§ **Job**
Please gather every line from the items below that contains the word "section".

Records:

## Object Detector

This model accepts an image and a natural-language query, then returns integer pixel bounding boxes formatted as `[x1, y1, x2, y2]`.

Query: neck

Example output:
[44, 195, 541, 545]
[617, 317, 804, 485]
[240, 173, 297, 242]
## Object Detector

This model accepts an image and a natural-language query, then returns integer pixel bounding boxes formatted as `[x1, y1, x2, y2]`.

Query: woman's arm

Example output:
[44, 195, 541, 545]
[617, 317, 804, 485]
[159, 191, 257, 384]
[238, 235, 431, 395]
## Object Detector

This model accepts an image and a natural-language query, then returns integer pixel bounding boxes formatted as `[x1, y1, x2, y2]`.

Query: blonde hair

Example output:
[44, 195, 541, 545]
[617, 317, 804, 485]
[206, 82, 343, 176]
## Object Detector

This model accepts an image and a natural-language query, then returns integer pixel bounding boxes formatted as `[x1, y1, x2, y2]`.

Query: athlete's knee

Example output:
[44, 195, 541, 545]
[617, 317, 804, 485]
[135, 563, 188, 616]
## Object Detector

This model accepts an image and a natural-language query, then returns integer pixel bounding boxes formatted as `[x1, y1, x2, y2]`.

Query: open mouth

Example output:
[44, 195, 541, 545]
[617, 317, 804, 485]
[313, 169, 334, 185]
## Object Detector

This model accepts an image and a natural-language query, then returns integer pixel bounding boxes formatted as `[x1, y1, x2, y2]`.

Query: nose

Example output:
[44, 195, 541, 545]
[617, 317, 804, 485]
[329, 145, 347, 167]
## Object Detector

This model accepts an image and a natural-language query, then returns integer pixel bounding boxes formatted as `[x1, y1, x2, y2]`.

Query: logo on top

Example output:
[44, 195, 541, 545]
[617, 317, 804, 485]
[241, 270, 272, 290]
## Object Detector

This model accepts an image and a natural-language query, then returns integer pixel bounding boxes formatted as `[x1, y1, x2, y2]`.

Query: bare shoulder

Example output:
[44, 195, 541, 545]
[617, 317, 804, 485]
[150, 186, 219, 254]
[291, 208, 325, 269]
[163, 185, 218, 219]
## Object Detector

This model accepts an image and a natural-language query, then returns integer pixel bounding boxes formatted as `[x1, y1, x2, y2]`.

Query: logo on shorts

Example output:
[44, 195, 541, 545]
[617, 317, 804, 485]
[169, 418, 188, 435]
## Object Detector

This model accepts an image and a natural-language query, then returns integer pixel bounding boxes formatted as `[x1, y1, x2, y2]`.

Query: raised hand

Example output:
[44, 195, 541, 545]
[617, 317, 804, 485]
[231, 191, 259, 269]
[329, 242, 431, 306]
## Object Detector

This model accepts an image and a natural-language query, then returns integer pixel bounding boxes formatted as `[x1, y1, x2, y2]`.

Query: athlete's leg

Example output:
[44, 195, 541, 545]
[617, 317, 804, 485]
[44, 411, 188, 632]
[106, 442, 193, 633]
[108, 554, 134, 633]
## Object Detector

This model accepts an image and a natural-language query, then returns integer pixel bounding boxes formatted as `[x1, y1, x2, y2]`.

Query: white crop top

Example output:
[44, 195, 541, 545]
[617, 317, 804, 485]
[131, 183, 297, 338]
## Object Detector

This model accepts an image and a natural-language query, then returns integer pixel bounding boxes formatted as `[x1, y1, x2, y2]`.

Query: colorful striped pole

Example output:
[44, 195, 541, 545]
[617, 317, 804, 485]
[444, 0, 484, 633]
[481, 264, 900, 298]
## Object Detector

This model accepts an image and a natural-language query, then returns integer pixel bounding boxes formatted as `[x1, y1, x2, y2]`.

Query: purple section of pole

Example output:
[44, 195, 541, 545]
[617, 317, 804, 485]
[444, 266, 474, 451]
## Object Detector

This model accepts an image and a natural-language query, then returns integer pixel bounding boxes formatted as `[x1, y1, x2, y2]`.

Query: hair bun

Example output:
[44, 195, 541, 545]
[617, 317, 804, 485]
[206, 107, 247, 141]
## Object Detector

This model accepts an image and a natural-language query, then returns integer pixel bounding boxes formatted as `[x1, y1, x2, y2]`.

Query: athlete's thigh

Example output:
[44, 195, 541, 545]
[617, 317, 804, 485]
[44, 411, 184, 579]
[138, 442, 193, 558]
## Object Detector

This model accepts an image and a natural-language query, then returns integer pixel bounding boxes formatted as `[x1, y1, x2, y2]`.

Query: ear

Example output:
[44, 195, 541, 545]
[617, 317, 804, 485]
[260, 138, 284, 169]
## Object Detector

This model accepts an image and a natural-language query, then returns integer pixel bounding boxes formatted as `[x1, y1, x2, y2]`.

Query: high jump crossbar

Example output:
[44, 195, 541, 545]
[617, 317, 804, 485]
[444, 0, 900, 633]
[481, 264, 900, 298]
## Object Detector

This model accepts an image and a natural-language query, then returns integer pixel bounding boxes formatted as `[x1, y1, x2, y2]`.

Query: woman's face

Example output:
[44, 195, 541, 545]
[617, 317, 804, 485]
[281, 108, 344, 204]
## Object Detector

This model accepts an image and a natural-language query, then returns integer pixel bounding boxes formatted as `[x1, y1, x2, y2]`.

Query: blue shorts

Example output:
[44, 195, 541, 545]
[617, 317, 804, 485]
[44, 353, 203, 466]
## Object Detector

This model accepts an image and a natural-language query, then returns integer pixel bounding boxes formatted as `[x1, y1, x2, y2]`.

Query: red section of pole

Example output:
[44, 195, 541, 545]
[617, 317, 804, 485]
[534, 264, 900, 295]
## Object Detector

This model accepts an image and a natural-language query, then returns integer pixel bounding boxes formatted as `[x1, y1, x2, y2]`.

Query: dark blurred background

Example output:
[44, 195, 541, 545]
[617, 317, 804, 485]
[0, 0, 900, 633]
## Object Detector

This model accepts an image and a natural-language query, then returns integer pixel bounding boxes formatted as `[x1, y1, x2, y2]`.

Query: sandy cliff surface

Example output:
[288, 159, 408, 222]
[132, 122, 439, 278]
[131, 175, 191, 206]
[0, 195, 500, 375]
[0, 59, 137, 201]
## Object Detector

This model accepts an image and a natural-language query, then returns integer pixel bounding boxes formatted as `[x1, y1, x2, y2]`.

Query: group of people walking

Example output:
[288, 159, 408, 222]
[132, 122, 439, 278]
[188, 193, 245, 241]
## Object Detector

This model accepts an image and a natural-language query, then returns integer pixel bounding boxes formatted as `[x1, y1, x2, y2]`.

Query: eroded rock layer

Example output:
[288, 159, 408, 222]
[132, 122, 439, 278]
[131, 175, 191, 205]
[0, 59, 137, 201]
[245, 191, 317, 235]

§ **Correct result**
Query: purple section of pole
Query: red section of pole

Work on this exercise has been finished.